• _Exercise description_: Edit the lines from the start of the records through the line containing "<point>359,143</point>" by replacing "much appreciated" with "greatly appreciated" and leaving everything else unchanged. Return only those lines.
===== Listed entries =====
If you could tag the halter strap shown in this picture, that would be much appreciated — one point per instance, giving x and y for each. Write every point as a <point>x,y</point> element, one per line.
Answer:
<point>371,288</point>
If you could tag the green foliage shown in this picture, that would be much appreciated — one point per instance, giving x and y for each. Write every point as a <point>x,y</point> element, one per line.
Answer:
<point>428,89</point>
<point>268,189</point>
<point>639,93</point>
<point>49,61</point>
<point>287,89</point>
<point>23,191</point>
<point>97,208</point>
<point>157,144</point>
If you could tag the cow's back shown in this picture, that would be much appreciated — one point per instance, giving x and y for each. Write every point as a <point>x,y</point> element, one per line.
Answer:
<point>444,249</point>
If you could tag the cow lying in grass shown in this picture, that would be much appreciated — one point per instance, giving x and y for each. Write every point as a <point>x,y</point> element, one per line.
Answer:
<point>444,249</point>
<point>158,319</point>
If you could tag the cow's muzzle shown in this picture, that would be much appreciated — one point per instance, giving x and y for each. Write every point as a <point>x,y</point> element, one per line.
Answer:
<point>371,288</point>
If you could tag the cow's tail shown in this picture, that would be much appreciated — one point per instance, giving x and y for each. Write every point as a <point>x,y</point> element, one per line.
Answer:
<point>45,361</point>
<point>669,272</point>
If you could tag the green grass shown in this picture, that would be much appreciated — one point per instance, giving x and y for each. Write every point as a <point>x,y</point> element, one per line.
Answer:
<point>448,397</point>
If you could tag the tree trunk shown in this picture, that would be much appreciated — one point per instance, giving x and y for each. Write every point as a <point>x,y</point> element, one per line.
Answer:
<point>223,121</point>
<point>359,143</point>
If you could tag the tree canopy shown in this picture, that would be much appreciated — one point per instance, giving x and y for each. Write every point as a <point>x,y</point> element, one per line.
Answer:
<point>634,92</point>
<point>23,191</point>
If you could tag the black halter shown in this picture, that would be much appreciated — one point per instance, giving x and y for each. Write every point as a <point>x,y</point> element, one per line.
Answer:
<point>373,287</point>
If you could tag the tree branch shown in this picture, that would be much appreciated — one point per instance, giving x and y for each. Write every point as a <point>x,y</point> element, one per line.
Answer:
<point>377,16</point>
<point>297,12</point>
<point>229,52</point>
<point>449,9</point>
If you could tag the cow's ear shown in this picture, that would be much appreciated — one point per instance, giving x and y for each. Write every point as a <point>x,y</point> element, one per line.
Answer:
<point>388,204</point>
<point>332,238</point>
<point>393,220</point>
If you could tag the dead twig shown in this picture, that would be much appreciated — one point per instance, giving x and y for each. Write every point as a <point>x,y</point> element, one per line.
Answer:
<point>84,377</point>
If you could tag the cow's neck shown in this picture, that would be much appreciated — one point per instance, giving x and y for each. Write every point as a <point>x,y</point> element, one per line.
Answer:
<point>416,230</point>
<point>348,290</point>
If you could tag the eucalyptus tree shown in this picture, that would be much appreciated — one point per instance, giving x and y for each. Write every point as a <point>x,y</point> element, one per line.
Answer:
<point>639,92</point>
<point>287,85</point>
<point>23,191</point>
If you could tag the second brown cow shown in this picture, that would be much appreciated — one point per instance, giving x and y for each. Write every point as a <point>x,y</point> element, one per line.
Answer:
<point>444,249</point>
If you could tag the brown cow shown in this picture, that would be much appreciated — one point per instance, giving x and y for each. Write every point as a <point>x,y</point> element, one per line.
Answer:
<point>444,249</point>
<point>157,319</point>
=====
• _Problem solution_:
If you could tag the halter strap shown in this picture, that would be greatly appreciated — one point per instance, giving x and y for each. Write every point as a <point>x,y</point> element, one per line.
Answer:
<point>371,288</point>
If you could tag the green foliage shown in this picture, that would be greatly appreciated — one point per instance, giving x and y for each. Write every point as a <point>x,y</point> element, one per line.
Answer:
<point>428,89</point>
<point>268,189</point>
<point>639,93</point>
<point>49,61</point>
<point>287,89</point>
<point>23,191</point>
<point>97,208</point>
<point>157,144</point>
If you could tag the cow's back shown in this picture, that would be greatly appreciated — one point per instance, giving x and y for each. Write every point as a <point>x,y</point> element, one per line.
Answer:
<point>444,249</point>
If you could tag the cow lying in grass shown in this picture, that would be greatly appreciated — one point per instance, giving x and y for each. Write every point as a <point>x,y</point> element, one per line.
Answer:
<point>444,249</point>
<point>158,319</point>
If you could tag the cow's muzzle shown in this picture, that would be greatly appreciated — one point per instance, giving x and y for each. Write every point as a <point>x,y</point> element, one per line.
Answer:
<point>371,288</point>
If you could tag the cow's tail shown in this picture, that would be greatly appreciated — one point per instance, giving x and y for each. Write every point as a <point>x,y</point> element, one per line.
Answer:
<point>45,361</point>
<point>669,272</point>
If you could tag the green grass shown in this picture, that would be greatly appreciated — one point per instance, giving x and y for each. Write every point as a <point>x,y</point> element, one per line.
Answer:
<point>448,397</point>
If you could tag the tree trunk shown in this picture, that would be greatly appreciated — one point per instance, giving x and y for each. Write every point as a <point>x,y</point> element, one per line.
Answer:
<point>223,121</point>
<point>359,143</point>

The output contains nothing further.